Exercise
In the records from the start through the line containing "point(280, 292)", change "cut" to "felled" wherever it appears, keep all else unchanged, and omit the pictures from your answer.

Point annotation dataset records
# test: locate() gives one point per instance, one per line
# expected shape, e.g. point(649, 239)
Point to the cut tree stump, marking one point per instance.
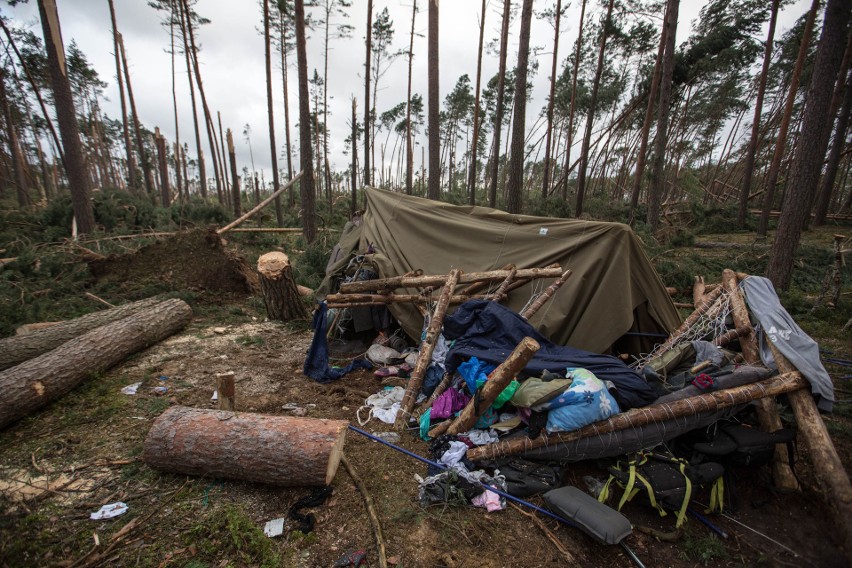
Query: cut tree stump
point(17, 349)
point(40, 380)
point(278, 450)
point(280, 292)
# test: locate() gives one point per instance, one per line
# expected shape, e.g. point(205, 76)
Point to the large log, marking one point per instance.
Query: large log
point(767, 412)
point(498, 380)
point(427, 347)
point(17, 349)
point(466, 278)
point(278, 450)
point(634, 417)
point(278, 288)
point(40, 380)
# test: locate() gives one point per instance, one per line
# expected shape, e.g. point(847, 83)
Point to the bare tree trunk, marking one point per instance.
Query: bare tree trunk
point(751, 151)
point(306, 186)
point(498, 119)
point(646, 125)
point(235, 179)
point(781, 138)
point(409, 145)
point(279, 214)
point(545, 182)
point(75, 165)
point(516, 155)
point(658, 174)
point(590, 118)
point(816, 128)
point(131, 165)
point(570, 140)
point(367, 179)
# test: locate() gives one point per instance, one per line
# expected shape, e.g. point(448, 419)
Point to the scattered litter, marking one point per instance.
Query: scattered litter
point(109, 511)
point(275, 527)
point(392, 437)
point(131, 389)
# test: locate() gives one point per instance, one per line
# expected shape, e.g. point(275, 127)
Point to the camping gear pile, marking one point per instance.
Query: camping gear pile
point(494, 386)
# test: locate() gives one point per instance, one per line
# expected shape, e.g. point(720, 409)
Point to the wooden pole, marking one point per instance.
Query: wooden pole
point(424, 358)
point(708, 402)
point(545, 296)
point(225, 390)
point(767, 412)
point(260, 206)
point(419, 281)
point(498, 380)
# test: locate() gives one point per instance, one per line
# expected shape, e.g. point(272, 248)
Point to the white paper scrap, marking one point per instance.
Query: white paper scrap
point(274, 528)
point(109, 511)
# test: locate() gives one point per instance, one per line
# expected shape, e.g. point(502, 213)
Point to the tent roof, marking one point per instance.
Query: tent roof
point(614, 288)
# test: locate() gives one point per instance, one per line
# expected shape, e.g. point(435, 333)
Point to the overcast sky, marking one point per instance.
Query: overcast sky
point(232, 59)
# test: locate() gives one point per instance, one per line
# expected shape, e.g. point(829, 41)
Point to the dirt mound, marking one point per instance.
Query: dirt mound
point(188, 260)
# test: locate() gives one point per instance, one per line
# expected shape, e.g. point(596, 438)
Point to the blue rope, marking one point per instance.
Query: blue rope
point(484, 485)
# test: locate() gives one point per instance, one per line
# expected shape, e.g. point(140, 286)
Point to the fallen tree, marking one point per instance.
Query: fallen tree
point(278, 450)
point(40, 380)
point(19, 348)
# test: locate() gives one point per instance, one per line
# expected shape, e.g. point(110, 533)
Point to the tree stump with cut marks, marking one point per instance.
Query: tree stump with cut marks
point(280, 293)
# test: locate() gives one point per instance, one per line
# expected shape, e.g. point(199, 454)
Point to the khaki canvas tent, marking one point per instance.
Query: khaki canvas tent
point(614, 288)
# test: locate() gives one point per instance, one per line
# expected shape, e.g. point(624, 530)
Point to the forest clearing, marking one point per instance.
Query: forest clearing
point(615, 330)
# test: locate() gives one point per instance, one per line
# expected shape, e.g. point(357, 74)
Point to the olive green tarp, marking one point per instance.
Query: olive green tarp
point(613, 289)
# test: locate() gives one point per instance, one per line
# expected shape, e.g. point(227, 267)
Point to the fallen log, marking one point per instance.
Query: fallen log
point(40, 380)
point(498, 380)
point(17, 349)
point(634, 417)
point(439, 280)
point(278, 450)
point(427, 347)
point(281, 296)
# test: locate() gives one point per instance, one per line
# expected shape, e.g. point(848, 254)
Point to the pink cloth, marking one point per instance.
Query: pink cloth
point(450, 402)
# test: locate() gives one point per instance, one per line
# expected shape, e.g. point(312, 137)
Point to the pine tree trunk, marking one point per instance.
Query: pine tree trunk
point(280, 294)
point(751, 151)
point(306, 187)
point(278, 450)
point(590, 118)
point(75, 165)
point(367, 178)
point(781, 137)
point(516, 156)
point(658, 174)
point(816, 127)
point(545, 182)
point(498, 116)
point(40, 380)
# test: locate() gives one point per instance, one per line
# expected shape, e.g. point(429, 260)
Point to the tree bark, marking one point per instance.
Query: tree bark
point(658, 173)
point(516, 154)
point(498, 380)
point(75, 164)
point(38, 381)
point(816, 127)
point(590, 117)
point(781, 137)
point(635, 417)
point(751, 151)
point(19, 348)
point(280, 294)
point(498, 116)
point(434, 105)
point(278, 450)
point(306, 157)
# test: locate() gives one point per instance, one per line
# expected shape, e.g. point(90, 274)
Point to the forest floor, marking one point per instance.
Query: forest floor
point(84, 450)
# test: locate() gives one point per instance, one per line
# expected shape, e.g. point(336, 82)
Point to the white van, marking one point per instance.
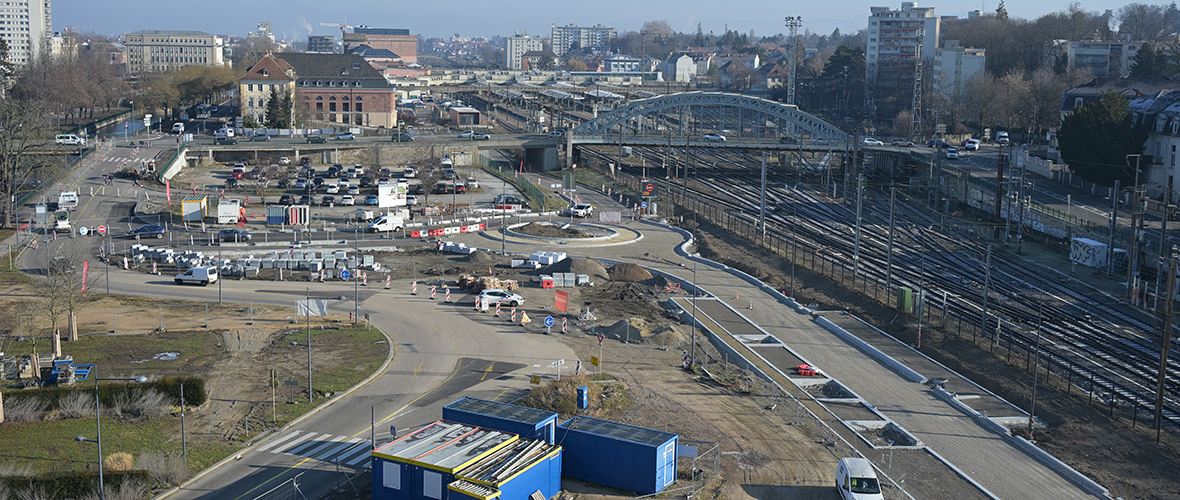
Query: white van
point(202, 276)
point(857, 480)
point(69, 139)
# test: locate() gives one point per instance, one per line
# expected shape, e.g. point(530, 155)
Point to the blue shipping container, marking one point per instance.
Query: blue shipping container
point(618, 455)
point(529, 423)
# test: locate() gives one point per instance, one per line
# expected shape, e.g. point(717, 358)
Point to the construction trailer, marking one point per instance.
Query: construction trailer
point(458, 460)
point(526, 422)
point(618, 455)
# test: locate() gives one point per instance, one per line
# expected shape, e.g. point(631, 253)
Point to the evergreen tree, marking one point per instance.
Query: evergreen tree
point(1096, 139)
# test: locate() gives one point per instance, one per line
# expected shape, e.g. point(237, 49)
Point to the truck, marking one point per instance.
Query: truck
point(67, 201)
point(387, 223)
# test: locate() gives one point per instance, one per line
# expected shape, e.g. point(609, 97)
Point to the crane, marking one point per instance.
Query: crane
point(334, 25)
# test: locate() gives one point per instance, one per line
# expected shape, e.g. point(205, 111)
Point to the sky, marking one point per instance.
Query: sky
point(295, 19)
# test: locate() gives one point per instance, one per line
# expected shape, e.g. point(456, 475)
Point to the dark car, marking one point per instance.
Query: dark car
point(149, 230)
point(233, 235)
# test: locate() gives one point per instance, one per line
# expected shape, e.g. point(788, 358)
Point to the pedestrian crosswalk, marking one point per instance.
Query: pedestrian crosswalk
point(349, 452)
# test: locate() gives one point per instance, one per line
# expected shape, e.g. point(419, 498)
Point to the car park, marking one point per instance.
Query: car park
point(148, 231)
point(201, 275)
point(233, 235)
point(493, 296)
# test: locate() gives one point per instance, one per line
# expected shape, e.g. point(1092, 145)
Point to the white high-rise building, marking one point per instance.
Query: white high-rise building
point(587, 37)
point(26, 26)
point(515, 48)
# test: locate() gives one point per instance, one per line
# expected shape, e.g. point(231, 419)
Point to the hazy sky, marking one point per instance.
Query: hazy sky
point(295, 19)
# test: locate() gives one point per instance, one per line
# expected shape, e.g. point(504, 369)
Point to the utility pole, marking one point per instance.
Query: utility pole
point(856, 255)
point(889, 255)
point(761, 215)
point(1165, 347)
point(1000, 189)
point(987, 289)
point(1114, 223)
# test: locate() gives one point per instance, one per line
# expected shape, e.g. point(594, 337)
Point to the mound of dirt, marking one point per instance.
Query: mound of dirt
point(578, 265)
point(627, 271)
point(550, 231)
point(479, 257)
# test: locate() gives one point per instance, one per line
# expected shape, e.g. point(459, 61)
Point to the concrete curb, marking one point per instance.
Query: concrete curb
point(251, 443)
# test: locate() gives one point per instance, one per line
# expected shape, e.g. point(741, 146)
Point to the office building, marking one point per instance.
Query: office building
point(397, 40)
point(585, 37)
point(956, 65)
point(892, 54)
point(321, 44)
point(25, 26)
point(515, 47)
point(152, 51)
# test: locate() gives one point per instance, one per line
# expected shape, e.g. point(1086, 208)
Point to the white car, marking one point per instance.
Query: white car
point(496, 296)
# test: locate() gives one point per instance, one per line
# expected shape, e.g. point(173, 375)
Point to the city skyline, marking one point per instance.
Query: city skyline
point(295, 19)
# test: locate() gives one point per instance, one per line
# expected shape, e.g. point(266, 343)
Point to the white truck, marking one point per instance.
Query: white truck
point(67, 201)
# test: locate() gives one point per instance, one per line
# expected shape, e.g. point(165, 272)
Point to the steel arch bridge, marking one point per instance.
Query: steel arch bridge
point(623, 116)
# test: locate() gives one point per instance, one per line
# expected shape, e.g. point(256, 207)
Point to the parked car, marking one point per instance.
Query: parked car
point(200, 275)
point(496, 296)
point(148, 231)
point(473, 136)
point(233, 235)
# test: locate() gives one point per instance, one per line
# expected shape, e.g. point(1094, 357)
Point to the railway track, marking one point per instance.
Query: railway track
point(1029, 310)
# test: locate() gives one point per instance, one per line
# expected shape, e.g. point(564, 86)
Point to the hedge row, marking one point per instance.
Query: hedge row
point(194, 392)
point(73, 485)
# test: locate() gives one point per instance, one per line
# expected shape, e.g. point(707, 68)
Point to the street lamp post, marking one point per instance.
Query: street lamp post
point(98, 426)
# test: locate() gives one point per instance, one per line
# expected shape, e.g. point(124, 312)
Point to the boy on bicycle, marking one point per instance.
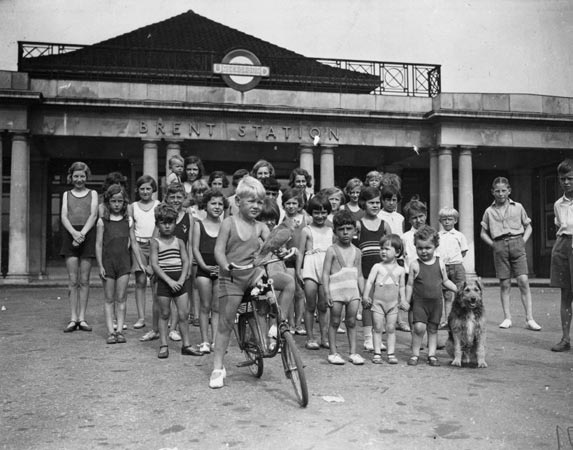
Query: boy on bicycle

Finished task
# test: locate() gives one point per instance, one per line
# expected shape, e.g. point(649, 239)
Point to the felled tree stump, marking one point per instance.
Query: felled tree stump
point(17, 349)
point(40, 380)
point(278, 450)
point(280, 292)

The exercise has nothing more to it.